*** Document text Section Begins ***

Andrew Koff

Head of the Laboratory of Cell Cycle Regulation
Sloan-Kettering Institute
Memorial Sloan-Kettering Cancer Center
New York, NY

Professor, Molecular Biology Program of Weill Cornell Medical College
Cornell University
New York, NY

B.S., Biochemistry, Stony Brook University
Ph.D., 1990; advisor: Peter Tegtmeyer
Postdoctoral Fellow, Fred Hutchinson Cancer Research Center,
P.I., James Roberts

Website

Research Interests

My laboratory is interested in the mechanisms that control the decision of mammalian cells to either commit to the mitotic proliferative cycle or exit the cell cycle and differentiate, and the effect that mis-regulation of this decision has on development of a tissue and on tumor growth. Our current efforts are focused on the activities of members of a family of proteins that inhibit cyclin-dependent kinases. Specifically, we are determining how a low p27KIP1 status accelerates the progression of tumors, whether deregulated cdk2 activity explains the cell cycle-independent tumor suppressive properties of p27, and how p21 drives tumor progression. We are also interested in identifying non-cell cycle-associated functions of cyclin-dependent kinase inhibitors that contribute to cell differentiation.

*** Document text Section Ends ***

→ Exercises
**a)** Answer these questions using the Andrew Koff profile above.
(i) At which university did he earn his B.S., and in what field?
(ii) Who was his Ph.D. advisor?
(iii) What kind of kinases are inhibited by the family of proteins the laboratory is currently studying?
**b)** From the Andrew Koff profile, quote the part that opens with the words containing "Research Interests" and closes with "to cell differentiation.".

*** Input data Section Begins ***

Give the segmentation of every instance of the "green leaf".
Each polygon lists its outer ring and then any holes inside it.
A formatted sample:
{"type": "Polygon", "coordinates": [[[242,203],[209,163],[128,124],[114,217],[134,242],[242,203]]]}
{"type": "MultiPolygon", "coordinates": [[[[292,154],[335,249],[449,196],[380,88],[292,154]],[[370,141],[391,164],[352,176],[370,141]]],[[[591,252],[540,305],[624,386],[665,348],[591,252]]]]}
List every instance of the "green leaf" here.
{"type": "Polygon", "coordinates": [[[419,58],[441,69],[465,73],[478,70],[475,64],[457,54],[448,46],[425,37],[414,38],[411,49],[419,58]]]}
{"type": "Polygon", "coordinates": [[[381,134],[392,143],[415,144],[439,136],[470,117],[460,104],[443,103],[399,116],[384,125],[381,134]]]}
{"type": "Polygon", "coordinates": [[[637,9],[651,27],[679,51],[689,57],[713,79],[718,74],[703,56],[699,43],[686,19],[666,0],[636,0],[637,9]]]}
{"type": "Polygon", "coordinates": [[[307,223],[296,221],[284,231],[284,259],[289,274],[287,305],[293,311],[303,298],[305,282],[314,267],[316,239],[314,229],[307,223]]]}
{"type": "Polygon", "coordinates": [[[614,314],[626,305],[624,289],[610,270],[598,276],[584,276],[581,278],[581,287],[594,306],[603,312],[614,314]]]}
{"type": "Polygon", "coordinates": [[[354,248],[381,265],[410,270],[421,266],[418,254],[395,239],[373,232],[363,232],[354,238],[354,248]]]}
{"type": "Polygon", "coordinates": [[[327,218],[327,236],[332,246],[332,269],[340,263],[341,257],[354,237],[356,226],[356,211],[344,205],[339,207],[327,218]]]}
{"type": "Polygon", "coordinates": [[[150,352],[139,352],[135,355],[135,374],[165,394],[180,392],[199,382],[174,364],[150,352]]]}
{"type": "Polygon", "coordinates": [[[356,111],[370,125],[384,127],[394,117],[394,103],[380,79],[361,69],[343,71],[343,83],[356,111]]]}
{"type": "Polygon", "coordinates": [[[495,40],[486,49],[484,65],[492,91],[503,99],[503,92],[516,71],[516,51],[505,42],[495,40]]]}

*** Input data Section Ends ***

→ Solved problems
**a)**
(i) Stony Brook University, in Biochemistry.
(ii) Peter Tegtmeyer.
(iii) Cyclin-dependent kinases.

**b)**
Research Interests

My laboratory is interested in the mechanisms that control the decision of mammalian cells to either commit to the mitotic proliferative cycle or exit the cell cycle and differentiate, and the effect that mis-regulation of this decision has on development of a tissue and on tumor growth. Our current efforts are focused on the activities of members of a family of proteins that inhibit cyclin-dependent kinases. Specifically, we are determining how a low p27KIP1 status accelerates the progression of tumors, whether deregulated cdk2 activity explains the cell cycle-independent tumor suppressive properties of p27, and how p21 drives tumor progression. We are also interested in identifying non-cell cycle-associated functions of cyclin-dependent kinase inhibitors that contribute to cell differentiation.